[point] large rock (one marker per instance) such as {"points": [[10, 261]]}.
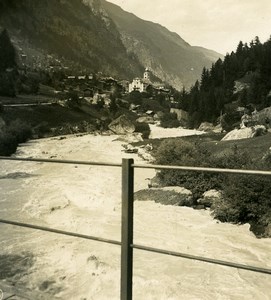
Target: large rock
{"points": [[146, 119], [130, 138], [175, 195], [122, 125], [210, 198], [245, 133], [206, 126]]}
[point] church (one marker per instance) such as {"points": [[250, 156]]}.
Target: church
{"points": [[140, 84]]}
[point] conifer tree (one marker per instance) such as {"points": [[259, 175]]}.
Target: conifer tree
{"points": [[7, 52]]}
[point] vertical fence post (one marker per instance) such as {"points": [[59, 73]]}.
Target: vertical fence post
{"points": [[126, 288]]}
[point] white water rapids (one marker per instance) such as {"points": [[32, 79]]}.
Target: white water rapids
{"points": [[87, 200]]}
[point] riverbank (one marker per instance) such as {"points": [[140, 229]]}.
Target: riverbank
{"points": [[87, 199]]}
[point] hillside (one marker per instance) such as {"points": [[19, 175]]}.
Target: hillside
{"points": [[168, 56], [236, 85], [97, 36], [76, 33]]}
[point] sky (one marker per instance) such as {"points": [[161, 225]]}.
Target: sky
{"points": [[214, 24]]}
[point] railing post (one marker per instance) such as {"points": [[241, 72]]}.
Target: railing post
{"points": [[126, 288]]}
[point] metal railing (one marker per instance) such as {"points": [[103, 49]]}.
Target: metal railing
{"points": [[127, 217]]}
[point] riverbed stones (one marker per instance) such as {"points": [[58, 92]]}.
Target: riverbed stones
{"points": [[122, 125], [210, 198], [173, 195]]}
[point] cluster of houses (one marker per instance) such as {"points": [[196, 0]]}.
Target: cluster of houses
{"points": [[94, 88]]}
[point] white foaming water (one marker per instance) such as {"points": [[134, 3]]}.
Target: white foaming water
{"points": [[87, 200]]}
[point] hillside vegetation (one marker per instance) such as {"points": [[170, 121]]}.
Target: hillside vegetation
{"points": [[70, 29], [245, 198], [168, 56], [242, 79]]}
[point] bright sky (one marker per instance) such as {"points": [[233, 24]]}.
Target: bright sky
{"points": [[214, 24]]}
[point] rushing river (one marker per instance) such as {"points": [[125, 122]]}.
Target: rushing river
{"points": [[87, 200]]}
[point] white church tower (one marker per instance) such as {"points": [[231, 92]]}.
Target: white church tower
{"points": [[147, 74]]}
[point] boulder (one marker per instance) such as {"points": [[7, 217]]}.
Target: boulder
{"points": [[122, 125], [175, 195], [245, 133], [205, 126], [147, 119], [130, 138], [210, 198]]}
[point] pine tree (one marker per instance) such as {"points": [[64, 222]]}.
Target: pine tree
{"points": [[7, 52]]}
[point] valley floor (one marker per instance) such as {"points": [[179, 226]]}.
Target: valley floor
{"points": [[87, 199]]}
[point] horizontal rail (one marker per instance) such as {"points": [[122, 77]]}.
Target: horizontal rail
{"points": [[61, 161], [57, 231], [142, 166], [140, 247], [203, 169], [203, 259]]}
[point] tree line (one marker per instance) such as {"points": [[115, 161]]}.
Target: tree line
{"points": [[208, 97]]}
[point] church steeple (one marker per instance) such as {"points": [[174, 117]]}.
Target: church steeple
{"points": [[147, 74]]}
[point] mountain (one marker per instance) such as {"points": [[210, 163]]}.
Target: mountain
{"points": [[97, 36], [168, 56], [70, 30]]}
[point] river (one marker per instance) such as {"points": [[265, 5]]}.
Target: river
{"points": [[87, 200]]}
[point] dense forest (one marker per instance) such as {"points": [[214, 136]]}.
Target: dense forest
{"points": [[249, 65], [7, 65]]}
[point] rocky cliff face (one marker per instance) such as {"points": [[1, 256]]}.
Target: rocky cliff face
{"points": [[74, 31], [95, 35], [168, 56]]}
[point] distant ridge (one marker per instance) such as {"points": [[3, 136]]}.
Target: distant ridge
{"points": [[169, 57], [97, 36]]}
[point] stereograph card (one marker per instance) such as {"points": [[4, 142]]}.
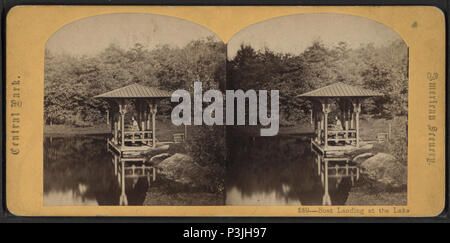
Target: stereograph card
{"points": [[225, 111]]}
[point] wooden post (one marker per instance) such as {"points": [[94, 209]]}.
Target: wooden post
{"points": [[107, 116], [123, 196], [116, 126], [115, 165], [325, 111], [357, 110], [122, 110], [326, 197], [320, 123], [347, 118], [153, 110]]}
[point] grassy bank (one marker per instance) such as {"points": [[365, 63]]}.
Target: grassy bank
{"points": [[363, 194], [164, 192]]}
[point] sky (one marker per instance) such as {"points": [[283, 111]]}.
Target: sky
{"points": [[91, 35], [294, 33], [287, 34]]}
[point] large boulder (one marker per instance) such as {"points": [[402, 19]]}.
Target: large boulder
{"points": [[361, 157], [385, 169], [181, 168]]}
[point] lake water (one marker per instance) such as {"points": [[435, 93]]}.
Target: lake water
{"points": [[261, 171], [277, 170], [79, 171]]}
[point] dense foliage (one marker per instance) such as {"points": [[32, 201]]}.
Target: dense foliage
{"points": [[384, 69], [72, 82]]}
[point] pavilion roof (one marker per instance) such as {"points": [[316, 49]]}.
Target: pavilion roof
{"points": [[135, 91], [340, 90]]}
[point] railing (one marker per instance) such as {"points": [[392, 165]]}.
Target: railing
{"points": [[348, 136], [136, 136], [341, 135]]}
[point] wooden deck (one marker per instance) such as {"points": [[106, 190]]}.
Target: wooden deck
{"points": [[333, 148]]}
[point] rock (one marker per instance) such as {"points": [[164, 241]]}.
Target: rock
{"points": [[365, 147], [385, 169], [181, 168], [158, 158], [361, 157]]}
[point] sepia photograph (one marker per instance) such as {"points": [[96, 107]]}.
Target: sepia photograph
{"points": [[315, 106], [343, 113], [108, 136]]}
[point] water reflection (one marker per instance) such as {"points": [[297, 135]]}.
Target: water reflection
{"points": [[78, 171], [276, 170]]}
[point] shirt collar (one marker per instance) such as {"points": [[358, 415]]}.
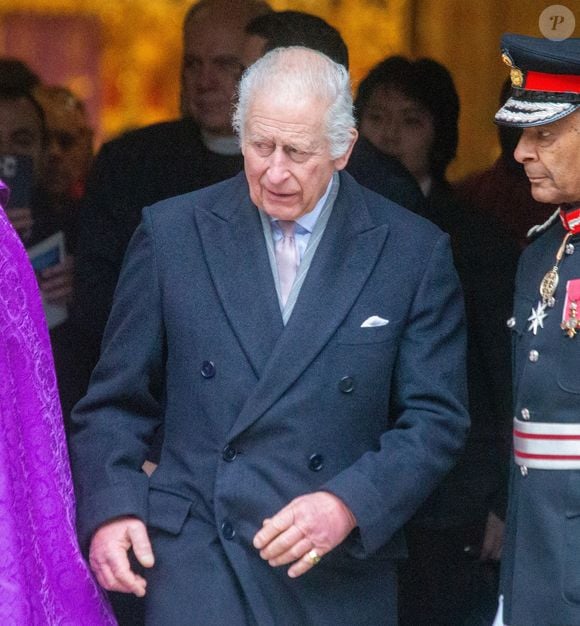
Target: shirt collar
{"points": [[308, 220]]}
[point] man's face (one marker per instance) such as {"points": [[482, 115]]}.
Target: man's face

## To be done
Copy out, word for word, every line from the one containing "[point] water reflection" through the last line of the rows, and leave the pictures out of your copy.

## Answer in full
[point] water reflection (one marker per instance) such as {"points": [[297, 135]]}.
Target: water reflection
{"points": [[78, 171], [276, 170]]}
[point] shirt collar (one marker per instance) such as {"points": [[358, 415]]}.
Target: shirt collar
{"points": [[308, 220]]}
[point] man's face (one marker per instance) such as {"points": [[482, 115]]}.
Target: man's face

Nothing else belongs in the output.